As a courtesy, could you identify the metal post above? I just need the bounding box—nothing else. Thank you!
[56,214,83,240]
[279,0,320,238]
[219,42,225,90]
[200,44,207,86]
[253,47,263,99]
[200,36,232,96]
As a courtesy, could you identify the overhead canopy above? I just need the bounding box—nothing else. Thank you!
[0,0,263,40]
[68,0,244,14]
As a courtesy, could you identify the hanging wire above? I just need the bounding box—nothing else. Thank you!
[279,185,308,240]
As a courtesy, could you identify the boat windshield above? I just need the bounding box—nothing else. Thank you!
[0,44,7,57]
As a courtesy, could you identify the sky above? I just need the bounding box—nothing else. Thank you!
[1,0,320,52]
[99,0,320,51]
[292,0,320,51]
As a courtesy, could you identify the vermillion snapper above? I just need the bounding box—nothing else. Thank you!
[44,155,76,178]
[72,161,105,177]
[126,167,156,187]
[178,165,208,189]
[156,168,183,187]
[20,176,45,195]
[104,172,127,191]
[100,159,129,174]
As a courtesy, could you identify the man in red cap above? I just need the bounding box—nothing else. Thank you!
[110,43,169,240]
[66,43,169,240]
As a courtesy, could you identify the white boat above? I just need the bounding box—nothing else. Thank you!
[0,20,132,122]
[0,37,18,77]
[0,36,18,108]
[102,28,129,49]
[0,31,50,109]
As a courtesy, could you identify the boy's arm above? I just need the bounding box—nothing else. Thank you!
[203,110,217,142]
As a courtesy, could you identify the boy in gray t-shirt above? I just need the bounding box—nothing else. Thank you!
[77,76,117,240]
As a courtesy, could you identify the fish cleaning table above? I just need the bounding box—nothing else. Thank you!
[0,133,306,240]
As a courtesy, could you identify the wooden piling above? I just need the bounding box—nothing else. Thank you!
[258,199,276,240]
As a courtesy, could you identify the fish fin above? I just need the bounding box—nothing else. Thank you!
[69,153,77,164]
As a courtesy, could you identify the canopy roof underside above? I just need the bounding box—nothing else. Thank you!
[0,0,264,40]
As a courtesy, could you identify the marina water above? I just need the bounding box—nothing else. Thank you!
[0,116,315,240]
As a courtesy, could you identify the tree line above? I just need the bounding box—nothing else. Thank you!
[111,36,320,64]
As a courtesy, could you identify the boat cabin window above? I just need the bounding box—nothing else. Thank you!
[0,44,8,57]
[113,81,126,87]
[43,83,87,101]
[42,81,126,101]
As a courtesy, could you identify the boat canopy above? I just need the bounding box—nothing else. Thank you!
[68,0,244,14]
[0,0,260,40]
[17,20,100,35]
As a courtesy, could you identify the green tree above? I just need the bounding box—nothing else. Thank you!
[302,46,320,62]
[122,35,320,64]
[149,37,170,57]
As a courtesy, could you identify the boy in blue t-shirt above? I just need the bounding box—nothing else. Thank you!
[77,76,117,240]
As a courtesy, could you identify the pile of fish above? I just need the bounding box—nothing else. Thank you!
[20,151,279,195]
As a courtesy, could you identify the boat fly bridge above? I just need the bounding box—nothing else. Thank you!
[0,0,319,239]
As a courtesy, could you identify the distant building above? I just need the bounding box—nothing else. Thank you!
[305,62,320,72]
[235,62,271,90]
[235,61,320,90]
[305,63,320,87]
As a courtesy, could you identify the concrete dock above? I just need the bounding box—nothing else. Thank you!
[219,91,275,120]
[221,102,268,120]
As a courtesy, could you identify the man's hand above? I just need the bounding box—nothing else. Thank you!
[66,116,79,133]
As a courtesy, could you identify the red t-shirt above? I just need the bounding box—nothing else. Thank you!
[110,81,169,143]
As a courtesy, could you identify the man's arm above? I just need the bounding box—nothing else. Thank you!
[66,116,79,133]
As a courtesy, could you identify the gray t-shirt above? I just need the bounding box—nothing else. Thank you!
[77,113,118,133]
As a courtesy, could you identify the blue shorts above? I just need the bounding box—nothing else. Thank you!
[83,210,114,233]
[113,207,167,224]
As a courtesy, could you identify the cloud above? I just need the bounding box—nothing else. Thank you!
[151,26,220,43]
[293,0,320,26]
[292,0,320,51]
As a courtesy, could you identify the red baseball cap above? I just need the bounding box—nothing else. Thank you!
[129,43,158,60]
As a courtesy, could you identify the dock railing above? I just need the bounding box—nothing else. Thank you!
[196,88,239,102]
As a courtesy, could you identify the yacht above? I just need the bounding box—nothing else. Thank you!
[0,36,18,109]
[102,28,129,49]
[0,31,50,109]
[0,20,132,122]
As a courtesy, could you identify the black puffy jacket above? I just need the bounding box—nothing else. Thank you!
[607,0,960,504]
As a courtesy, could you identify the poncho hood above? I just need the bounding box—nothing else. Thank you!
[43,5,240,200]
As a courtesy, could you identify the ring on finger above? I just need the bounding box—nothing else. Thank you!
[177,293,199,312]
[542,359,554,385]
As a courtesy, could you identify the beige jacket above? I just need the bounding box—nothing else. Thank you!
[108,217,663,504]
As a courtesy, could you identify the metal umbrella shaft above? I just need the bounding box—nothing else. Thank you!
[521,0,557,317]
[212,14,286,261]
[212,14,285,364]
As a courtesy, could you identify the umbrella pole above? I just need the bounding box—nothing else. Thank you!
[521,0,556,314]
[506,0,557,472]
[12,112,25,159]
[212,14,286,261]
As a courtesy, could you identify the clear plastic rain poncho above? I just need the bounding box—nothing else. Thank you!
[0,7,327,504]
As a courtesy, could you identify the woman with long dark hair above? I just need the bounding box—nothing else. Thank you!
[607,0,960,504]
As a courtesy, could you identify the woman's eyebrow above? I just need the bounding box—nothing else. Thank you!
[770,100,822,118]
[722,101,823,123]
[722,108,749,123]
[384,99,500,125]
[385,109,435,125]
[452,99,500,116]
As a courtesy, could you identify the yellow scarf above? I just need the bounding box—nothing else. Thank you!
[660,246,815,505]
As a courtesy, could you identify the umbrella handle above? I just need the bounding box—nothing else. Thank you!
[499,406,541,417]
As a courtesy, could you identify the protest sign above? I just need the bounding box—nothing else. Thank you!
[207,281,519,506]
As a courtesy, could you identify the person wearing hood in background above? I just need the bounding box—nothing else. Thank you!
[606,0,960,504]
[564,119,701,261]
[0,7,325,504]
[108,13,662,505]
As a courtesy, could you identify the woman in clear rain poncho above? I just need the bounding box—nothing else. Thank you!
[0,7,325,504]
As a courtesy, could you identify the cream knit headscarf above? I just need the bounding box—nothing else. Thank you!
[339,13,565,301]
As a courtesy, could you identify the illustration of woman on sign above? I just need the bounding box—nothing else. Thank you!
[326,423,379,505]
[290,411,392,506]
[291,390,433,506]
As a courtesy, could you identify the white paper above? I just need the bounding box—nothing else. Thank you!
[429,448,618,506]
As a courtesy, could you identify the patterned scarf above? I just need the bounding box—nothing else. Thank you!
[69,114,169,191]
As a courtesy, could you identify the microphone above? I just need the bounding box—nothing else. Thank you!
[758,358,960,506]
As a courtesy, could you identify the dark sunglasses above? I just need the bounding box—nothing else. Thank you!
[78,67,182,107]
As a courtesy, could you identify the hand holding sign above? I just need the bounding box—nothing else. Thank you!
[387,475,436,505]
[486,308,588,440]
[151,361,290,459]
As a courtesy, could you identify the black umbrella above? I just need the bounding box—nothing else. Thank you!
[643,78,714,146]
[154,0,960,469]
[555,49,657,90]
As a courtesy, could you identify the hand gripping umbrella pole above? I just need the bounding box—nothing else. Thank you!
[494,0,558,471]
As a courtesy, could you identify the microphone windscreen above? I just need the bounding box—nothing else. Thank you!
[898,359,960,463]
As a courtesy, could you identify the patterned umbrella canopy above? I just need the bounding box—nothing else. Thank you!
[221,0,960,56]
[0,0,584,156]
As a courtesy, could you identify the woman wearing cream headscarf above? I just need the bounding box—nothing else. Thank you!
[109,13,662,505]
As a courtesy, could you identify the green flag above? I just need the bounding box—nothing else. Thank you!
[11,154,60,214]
==*==
◆ **Work order**:
Output exactly the lines above, from the one holding "As a courtesy, could you identify the illustration" through the end of the data, including the first and last.

◆ **Answer**:
As a courtesy, could you identify the illustration of woman on sign above? I just need the bounding box—nothing else. Thank you!
[326,423,379,505]
[290,411,392,506]
[291,390,433,506]
As a courtesy, could you identify the white paper above? I just need the bounding box—nothing else. Thank you!
[429,448,618,506]
As a courtesy, could you identify the patterned scarf above? I just need the bounding box—nothing else. Thank you!
[69,114,169,191]
As a courtesy, could you identify the microphone above? I just need the bounding box—nothing else. Thank you!
[758,358,960,506]
As a courtesy, could you identify the dark sunglasses above? I just need the bounding box—nothing else. Thank you!
[78,67,182,107]
As a courtesy, could you identify the hand holding sign above? I just need the bounding box—nothing else. Thank you!
[387,475,436,505]
[486,308,588,440]
[151,361,290,459]
As a courtesy, could you identify the black umbrella above? I just need the bounding box—nothing else. Thank you!
[643,78,714,146]
[154,0,960,469]
[555,49,657,90]
As a courtesy, could you identify the hand gripping umbrella pole above? I just need the bounding box—nothing else. Thank you!
[494,0,558,471]
As a courtesy, could you identify the microphone windscreen above? I just need the bounding box—nothing else. Thank you!
[898,359,960,463]
As a courtesy, could you identify the patterned umbrella canopy above? I just need the bounding box—nothing else. Thank you!
[221,0,960,56]
[0,0,584,156]
As a courtesy, could you identify the woman wearing cream headscarf above? I just need the bounding box—nothing else. Thank you!
[109,13,662,505]
As a courtesy, could you identify the green flag above? I just need the bounding box—nothing else. Thank you!
[11,154,60,214]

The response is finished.